# Start of Provided entries
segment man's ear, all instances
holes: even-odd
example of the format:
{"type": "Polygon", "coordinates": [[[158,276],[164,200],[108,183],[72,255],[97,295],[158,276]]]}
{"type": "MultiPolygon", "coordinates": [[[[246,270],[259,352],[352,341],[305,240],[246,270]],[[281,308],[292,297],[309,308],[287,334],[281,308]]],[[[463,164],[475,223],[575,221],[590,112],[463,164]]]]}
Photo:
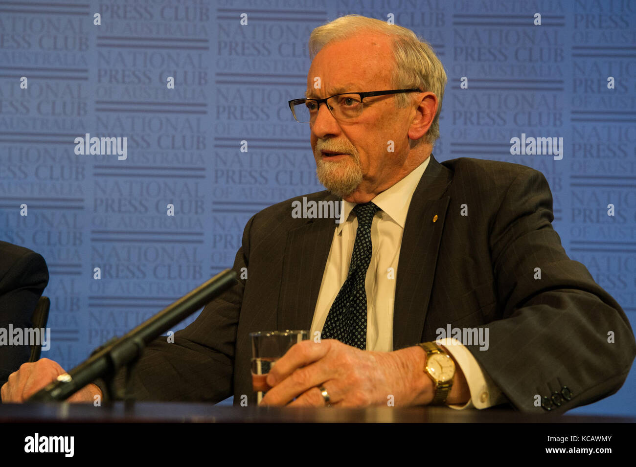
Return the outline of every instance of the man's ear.
{"type": "Polygon", "coordinates": [[[437,112],[438,99],[433,93],[427,91],[417,96],[415,114],[408,128],[408,138],[411,140],[418,140],[426,134],[437,112]]]}

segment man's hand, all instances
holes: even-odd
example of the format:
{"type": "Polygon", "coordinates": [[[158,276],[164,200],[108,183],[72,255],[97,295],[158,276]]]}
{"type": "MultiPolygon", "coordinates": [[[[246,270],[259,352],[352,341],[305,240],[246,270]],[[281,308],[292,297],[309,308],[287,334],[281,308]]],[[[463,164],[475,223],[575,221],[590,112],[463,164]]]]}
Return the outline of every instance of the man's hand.
{"type": "MultiPolygon", "coordinates": [[[[48,358],[22,363],[18,371],[9,375],[9,379],[0,389],[5,403],[24,402],[29,397],[66,372],[57,362],[48,358]]],[[[68,402],[92,402],[94,396],[102,396],[95,384],[88,384],[67,399],[68,402]]]]}
{"type": "Polygon", "coordinates": [[[405,355],[403,350],[360,350],[331,339],[302,341],[270,371],[267,384],[272,387],[260,405],[324,406],[321,386],[338,407],[385,405],[391,396],[396,406],[410,405],[422,394],[430,402],[432,382],[423,366],[413,369],[405,355]]]}

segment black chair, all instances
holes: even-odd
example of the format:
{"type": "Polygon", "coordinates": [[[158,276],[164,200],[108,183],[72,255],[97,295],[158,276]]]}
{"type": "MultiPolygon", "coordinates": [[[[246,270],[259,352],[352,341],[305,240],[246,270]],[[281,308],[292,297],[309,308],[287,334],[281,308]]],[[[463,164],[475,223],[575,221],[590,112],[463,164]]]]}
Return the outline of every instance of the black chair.
{"type": "MultiPolygon", "coordinates": [[[[48,299],[48,297],[40,297],[31,318],[34,328],[39,328],[40,329],[46,328],[46,321],[48,321],[48,309],[50,306],[51,301],[48,299]]],[[[31,345],[31,358],[29,359],[29,362],[37,362],[39,360],[40,353],[42,351],[41,341],[43,337],[43,336],[41,335],[39,343],[34,342],[31,345]]]]}

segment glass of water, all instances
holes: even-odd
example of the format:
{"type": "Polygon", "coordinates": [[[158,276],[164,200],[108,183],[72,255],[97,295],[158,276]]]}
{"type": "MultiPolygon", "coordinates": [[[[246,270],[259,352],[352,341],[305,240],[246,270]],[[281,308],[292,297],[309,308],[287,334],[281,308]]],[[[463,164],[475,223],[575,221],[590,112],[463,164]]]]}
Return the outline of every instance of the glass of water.
{"type": "Polygon", "coordinates": [[[249,335],[252,338],[252,386],[258,404],[270,389],[265,380],[276,360],[293,345],[308,339],[309,331],[259,331],[250,332],[249,335]]]}

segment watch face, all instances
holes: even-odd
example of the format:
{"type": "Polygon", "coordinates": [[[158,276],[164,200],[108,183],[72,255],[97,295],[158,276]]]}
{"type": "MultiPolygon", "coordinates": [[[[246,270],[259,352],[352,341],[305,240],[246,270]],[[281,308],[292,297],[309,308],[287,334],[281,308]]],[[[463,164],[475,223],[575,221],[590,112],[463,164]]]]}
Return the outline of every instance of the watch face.
{"type": "Polygon", "coordinates": [[[448,355],[434,353],[426,360],[429,374],[440,382],[445,382],[455,375],[455,362],[448,355]]]}

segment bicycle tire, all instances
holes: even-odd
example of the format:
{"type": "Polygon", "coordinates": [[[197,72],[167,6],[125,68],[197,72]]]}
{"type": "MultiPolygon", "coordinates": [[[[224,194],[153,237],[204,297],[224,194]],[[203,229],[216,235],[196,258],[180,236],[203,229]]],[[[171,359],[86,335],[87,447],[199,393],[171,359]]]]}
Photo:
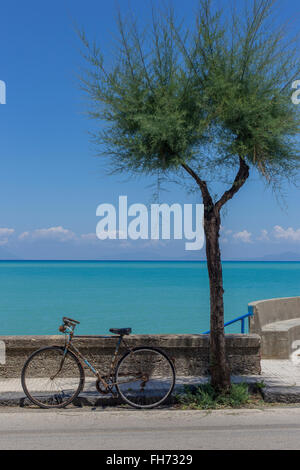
# End of Provided entries
#### Directive
Lay out the listing above as a JSON list of strings, with one string for each line and no blank lines. Leave out the pictures.

#### Correct response
[
  "segment man's ear, all instances",
  "holes: even-odd",
  "example of the format:",
  "{\"type\": \"Polygon\", \"coordinates\": [[[158,276],[164,200],[108,183],[72,255],[97,295],[158,276]]]}",
  "{\"type\": \"MultiPolygon\", \"coordinates\": [[[[246,270],[259,352],[352,341],[305,240],[246,270]],[[281,308],[292,297],[309,308],[287,334],[281,308]]],[[[463,164],[475,223],[575,221],[590,112],[463,164]]]]}",
  "Photo:",
  "Return the outline of every instance of the man's ear.",
  "{\"type\": \"Polygon\", \"coordinates\": [[[437,112],[438,99],[433,93],[427,91],[417,96],[415,114],[408,128],[408,138],[411,140],[418,140],[426,134],[437,112]]]}",
  "segment man's hand, all instances",
  "holes: even-odd",
  "example of the format:",
  "{\"type\": \"Polygon\", \"coordinates\": [[[158,276],[164,200],[108,183],[72,255],[97,295],[158,276]]]}",
  "{\"type\": \"MultiPolygon\", \"coordinates\": [[[[246,270],[259,352],[352,341],[305,240],[246,270]],[[281,308],[292,297],[309,308],[287,334],[281,308]]],[[[463,164],[475,223],[575,221],[590,112],[463,164]]]]}",
  "Return the outline of every instance of the man's hand.",
  "{\"type\": \"MultiPolygon\", \"coordinates\": [[[[48,358],[22,363],[18,371],[9,375],[9,379],[0,389],[5,403],[24,402],[29,397],[66,372],[57,362],[48,358]]],[[[68,402],[92,402],[94,396],[102,396],[95,384],[88,384],[67,399],[68,402]]]]}",
  "{\"type\": \"Polygon\", \"coordinates\": [[[405,355],[403,350],[360,350],[331,339],[302,341],[270,371],[267,384],[272,387],[260,405],[324,406],[321,386],[338,407],[385,405],[391,396],[396,406],[410,405],[422,394],[430,402],[432,382],[423,366],[413,369],[405,355]]]}",
  "segment black chair, all instances",
  "holes: even-odd",
  "example of the format:",
  "{\"type\": \"Polygon\", \"coordinates\": [[[158,276],[164,200],[108,183],[72,255],[97,295],[158,276]]]}",
  "{\"type\": \"MultiPolygon\", \"coordinates\": [[[[246,270],[259,352],[352,341],[305,240],[246,270]],[[281,308],[292,297],[309,308],[287,334],[281,308]]],[[[463,164],[475,223],[575,221],[590,112],[463,164]]]]}",
  "Return the outline of every instance of the black chair.",
  "{\"type\": \"MultiPolygon\", \"coordinates\": [[[[48,299],[48,297],[40,297],[31,318],[34,328],[39,328],[40,329],[46,328],[46,321],[48,321],[48,309],[50,306],[51,301],[48,299]]],[[[31,345],[31,358],[29,359],[29,362],[37,362],[39,360],[40,353],[42,351],[41,341],[43,337],[43,336],[41,335],[39,343],[34,342],[31,345]]]]}",
  "segment glass of water, all instances",
  "holes: even-odd",
  "example of the format:",
  "{\"type\": \"Polygon\", \"coordinates\": [[[158,276],[164,200],[108,183],[72,255],[97,295],[158,276]]]}",
  "{\"type\": \"MultiPolygon\", \"coordinates\": [[[[246,270],[259,352],[352,341],[305,240],[246,270]],[[281,308],[292,297],[309,308],[287,334],[281,308]]],[[[463,164],[475,223],[575,221],[590,112],[463,164]]]]}",
  "Return the outline of every instance of the glass of water.",
  "{\"type\": \"Polygon\", \"coordinates\": [[[249,335],[252,338],[252,386],[258,404],[270,389],[265,380],[276,360],[293,345],[308,339],[309,331],[259,331],[250,332],[249,335]]]}",
  "segment watch face, all instances",
  "holes: even-odd",
  "example of the format:",
  "{\"type\": \"Polygon\", \"coordinates\": [[[158,276],[164,200],[108,183],[72,255],[97,295],[158,276]]]}",
  "{\"type\": \"MultiPolygon\", \"coordinates\": [[[[246,270],[259,352],[352,341],[305,240],[246,270]],[[281,308],[292,297],[309,308],[287,334],[281,308]]],[[[463,164],[475,223],[575,221],[590,112],[463,164]]]]}",
  "Return the outline of every instance of the watch face.",
  "{\"type\": \"Polygon\", \"coordinates\": [[[448,355],[434,353],[426,360],[429,374],[440,382],[445,382],[455,375],[455,362],[448,355]]]}",
  "segment bicycle tire, all instances",
  "holes: even-odd",
  "example of the format:",
  "{\"type\": \"Polygon\", \"coordinates\": [[[197,72],[167,6],[125,68],[197,72]]]}",
  "{\"type\": \"MultiPolygon\", \"coordinates\": [[[[224,194],[153,237],[204,297],[224,194]],[[203,229],[216,235],[196,258],[180,236],[203,229]]],[[[171,359],[86,335],[87,447],[199,393],[171,359]]]]}",
  "Photo:"
]